* begin DATA SHOWN *

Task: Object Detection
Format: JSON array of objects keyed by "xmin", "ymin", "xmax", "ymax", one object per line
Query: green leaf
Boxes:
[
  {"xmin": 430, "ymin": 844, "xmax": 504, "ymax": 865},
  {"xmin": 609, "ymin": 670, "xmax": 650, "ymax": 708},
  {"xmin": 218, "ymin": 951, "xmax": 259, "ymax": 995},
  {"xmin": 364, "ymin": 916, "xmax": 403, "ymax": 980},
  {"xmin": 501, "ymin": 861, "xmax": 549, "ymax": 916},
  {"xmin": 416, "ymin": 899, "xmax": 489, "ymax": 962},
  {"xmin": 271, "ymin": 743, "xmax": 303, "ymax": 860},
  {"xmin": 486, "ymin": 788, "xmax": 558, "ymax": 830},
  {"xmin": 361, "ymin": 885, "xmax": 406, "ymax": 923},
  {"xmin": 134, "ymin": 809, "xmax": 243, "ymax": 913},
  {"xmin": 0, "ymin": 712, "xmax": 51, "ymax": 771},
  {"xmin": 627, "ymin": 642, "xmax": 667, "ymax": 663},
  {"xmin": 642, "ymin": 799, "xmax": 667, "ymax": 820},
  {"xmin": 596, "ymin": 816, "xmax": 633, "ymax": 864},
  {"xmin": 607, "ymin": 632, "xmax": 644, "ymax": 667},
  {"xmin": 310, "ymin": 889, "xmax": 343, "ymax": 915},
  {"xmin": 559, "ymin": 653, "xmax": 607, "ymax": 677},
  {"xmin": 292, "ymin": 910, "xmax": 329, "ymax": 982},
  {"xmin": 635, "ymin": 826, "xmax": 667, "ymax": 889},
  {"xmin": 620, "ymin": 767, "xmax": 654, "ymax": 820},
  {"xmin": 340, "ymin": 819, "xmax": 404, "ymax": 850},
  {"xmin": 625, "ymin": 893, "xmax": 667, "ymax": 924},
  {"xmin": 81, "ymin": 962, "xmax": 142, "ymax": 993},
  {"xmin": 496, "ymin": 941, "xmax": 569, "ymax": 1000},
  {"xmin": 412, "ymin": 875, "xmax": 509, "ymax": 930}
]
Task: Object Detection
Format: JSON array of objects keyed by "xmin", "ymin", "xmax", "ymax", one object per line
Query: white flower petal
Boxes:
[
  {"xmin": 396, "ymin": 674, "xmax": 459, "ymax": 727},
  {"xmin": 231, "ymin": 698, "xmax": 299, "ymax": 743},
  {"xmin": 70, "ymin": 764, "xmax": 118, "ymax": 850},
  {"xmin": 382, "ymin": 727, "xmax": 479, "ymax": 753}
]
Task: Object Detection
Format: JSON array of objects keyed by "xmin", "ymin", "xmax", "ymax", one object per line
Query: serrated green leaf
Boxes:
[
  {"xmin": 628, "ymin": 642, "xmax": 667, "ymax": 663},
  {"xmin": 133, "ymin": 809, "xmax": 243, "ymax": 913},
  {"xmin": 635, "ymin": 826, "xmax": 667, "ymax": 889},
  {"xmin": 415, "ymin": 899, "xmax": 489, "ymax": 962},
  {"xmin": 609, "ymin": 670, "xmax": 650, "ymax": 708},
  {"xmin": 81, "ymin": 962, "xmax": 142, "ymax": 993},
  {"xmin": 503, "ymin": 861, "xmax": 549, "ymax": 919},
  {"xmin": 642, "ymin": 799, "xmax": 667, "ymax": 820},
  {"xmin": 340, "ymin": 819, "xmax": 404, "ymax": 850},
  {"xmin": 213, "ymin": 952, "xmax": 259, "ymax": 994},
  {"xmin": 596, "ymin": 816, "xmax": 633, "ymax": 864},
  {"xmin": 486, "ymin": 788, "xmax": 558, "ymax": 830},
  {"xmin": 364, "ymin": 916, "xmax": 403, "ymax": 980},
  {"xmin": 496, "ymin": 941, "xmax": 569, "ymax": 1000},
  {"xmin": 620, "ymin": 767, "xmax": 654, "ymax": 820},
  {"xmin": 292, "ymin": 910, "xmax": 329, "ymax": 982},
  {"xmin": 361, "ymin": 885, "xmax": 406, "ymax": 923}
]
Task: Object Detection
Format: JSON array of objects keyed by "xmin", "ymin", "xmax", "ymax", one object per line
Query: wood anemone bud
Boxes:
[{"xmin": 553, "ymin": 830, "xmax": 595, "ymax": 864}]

* end DATA SHOWN *
* begin DATA SHOWN *

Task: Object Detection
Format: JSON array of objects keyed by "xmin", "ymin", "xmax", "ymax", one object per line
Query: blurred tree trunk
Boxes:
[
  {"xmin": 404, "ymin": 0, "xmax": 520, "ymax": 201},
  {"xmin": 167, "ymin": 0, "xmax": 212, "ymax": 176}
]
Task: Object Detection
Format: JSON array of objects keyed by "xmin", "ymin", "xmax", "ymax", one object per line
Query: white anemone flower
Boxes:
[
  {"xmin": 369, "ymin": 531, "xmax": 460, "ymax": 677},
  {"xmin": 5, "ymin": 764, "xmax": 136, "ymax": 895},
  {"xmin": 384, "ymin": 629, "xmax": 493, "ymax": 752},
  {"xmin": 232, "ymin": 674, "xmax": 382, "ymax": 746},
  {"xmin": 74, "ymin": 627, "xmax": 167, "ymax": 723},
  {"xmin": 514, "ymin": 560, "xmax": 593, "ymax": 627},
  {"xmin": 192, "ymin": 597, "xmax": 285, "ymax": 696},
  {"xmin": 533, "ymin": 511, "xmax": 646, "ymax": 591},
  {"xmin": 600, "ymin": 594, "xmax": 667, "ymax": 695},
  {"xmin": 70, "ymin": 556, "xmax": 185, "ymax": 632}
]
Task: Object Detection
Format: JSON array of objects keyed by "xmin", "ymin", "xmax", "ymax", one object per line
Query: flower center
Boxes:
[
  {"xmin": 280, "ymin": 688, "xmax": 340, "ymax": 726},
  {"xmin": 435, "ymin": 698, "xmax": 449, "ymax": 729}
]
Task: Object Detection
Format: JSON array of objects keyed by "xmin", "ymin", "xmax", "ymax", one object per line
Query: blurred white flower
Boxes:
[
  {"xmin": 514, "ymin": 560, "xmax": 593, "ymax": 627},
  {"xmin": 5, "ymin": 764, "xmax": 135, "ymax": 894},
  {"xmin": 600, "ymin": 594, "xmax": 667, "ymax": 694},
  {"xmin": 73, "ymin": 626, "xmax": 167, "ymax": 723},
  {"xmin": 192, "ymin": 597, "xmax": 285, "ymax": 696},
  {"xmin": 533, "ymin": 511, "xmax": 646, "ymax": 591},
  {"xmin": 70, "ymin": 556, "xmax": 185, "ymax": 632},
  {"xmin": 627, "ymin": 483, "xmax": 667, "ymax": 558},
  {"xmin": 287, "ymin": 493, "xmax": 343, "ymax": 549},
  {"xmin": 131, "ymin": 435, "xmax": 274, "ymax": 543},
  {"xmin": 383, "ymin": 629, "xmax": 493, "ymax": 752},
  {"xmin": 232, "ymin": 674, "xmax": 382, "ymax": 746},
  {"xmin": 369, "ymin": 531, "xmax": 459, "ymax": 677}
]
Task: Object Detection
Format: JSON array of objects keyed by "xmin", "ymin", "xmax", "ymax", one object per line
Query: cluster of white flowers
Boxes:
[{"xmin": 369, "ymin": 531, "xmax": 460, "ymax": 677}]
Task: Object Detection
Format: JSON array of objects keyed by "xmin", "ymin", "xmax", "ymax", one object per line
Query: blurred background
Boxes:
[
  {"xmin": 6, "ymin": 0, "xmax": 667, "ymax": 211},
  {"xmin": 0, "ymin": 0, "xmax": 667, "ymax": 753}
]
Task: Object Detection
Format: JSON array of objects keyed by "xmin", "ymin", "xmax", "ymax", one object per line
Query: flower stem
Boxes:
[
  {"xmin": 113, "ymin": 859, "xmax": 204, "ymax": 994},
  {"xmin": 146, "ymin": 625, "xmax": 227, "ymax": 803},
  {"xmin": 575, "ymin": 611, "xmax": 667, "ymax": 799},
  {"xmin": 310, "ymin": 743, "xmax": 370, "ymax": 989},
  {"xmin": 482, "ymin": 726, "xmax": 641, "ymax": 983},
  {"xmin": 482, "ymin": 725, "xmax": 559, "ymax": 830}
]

* end DATA SHOWN *

> _EXERCISE_: Gather every line in the data above that contains the word "leaf", treating uppercase and lowercase as different.

> _SOLVED EXERCISE_:
Query: green leaf
Query: serrated green leaf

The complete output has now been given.